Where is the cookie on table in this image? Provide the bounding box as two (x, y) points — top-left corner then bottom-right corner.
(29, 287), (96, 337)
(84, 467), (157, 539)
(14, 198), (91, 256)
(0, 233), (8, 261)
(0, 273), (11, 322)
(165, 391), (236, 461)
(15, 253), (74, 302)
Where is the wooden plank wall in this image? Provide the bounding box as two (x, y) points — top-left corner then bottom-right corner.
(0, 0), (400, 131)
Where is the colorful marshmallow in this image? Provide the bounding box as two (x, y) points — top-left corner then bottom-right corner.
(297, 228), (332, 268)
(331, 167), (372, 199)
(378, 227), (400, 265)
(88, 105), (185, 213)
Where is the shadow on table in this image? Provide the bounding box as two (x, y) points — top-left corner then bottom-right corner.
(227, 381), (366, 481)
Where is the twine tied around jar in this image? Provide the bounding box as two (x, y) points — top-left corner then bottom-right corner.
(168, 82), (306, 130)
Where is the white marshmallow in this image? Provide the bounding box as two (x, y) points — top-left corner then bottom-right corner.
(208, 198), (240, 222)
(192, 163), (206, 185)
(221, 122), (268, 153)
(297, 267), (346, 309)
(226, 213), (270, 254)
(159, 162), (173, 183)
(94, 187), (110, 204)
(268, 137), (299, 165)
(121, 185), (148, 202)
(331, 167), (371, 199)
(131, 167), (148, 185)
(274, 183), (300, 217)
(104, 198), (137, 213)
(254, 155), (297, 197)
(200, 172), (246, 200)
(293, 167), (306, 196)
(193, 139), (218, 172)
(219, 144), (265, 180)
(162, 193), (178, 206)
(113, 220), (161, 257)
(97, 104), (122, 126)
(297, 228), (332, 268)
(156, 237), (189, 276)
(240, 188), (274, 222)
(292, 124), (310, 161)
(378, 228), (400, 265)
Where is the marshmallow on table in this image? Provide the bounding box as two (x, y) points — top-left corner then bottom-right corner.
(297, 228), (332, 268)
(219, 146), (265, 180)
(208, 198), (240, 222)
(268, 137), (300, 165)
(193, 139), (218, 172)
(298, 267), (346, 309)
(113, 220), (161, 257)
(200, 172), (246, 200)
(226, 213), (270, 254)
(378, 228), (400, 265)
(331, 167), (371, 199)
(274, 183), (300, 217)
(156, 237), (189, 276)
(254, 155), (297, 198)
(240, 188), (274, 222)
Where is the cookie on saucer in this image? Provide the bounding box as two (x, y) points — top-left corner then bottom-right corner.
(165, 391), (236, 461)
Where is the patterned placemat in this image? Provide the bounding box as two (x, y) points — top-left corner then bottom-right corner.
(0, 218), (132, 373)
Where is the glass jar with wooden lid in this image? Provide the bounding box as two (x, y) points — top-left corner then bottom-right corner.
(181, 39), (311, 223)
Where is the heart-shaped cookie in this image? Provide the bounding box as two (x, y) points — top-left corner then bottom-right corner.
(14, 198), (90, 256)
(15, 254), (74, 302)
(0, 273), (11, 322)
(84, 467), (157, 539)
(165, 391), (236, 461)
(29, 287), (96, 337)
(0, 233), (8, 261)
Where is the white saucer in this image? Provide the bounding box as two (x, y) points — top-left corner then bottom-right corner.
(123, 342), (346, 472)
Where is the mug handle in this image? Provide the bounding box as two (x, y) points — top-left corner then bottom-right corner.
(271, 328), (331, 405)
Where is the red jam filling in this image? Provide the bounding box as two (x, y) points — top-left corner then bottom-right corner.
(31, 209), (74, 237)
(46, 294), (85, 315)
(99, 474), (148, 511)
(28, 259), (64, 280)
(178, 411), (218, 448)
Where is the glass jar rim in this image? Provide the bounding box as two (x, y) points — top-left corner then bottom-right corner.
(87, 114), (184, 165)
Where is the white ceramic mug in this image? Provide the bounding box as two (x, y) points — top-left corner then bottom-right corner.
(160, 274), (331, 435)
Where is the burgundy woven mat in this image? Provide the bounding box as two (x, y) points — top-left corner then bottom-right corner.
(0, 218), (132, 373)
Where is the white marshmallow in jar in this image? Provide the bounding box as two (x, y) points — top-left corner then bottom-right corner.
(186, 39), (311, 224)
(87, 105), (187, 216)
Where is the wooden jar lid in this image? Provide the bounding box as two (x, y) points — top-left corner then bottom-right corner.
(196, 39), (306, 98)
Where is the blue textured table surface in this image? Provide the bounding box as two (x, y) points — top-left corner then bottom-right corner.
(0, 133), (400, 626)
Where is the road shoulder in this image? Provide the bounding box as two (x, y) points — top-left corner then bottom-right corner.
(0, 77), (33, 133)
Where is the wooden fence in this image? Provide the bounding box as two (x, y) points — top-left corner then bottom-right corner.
********************
_Exercise directions_:
Copy every line of the listing above, word for word.

_Solution for this problem_:
Where is the cookie on table in this image? Provide the bounding box as two (x, y) points — top-left corner then bottom-right corner.
(29, 287), (96, 337)
(84, 467), (157, 539)
(14, 198), (91, 256)
(0, 233), (8, 261)
(0, 273), (11, 322)
(165, 391), (236, 461)
(15, 253), (74, 302)
Where is the wooden plank wall in this image? Provide the bounding box as two (x, y) points — top-left corner then bottom-right corner.
(0, 0), (400, 131)
Where is the colorful marshmallow in this image? Provide the bounding box as two (x, y) points — top-left corner then bottom-right corner.
(297, 228), (332, 268)
(331, 167), (372, 199)
(378, 227), (400, 265)
(88, 105), (185, 213)
Where is the shadow on table in this image? Provide the bounding box as two (x, y) points — top-left corner then bottom-right corner.
(227, 381), (366, 481)
Where is the twine tied around jar in this image? Provide the bounding box as two (x, y) points — top-left corner then bottom-right corner.
(168, 82), (306, 130)
Where is the white marshmallow in this image? Provide the bounding box as two (x, y) points — top-left corner then bottom-right corner.
(208, 198), (240, 222)
(192, 163), (206, 185)
(221, 122), (268, 153)
(297, 267), (346, 309)
(226, 213), (270, 254)
(159, 162), (173, 183)
(94, 187), (110, 204)
(268, 137), (299, 165)
(121, 185), (148, 202)
(331, 167), (371, 199)
(131, 167), (148, 185)
(274, 183), (300, 217)
(104, 198), (137, 213)
(254, 155), (297, 197)
(200, 172), (246, 200)
(293, 167), (306, 196)
(193, 139), (218, 172)
(219, 144), (265, 180)
(162, 193), (178, 206)
(113, 220), (161, 257)
(97, 104), (122, 126)
(297, 228), (332, 268)
(156, 237), (189, 276)
(240, 188), (274, 222)
(292, 124), (310, 161)
(378, 228), (400, 265)
Where is the marshmallow on table in this image? Provide the bounding box as two (x, y) points — top-left corner then bottom-right corner.
(297, 228), (332, 268)
(219, 146), (265, 180)
(208, 198), (240, 222)
(268, 137), (300, 165)
(193, 139), (218, 172)
(298, 267), (346, 309)
(113, 220), (161, 257)
(200, 172), (246, 200)
(226, 213), (270, 254)
(378, 228), (400, 265)
(331, 167), (371, 199)
(274, 183), (300, 217)
(156, 237), (189, 276)
(254, 155), (297, 198)
(240, 188), (274, 222)
Where is the cookie on saucer in this image? Provide the bounding box as two (x, y) points — top-left corner then bottom-right corner.
(165, 391), (236, 461)
Where is the patterned placemat in this image? Provide the bounding box as two (x, y) points — top-left corner then bottom-right corner.
(0, 218), (132, 373)
Where is the glass jar with wooden lid in this image? Provide the bounding box as two (x, y) points — top-left corner then bottom-right corner.
(181, 39), (311, 223)
Where is the heart-shaped cookie in this image? Provide the bounding box as two (x, y) points — top-left corner then bottom-right corner.
(14, 198), (90, 256)
(15, 254), (74, 302)
(0, 273), (11, 322)
(84, 467), (157, 539)
(165, 391), (236, 461)
(29, 287), (96, 337)
(0, 233), (8, 261)
Where is the white saucer in this image? Provide the bounding box as two (x, y) points — top-left corner then bottom-right corner.
(123, 342), (346, 472)
Where is the mug handle in this image? Provide the bounding box as two (x, y) points — top-left corner then bottom-right corner.
(271, 328), (331, 405)
Where is the red jam filling in this image? Provide the bounding box as two (x, y) points — top-left corner then bottom-right corner.
(31, 209), (74, 237)
(46, 294), (85, 315)
(99, 474), (148, 511)
(28, 259), (64, 280)
(178, 411), (218, 448)
Where is the glass jar rim in this image? Provide the bounding box as two (x, y) points — top-left corner then bottom-right corner.
(87, 114), (184, 165)
Where is the white ceramic mug in this image? Provide the bounding box as two (x, y) points — top-left corner then bottom-right corner.
(160, 274), (331, 435)
Where is the burgundy woven mat in this image? Provide the bounding box as two (x, y) points — top-left corner then bottom-right corner.
(0, 218), (132, 373)
Where is the white marshmallow in jar in this image? Provide the bounding box as two (x, y) points — top-left corner then bottom-right corner.
(186, 39), (311, 224)
(87, 105), (187, 216)
Where is the wooden jar lid in this image? Provide the bounding box as two (x, y) points — top-left corner then bottom-right corner.
(196, 39), (306, 98)
Where is the blue textured table surface in this image? Provide the bounding box as two (x, y) points — top-left corner then bottom-right corner.
(0, 133), (400, 626)
Where is the road shoulder in this image? Provide the bounding box as two (x, y) points — top-left corner then bottom-right corner.
(0, 77), (33, 133)
Where is the wooden fence in this image? Provide the bounding box as two (x, y) points — top-left corner then bottom-right corner.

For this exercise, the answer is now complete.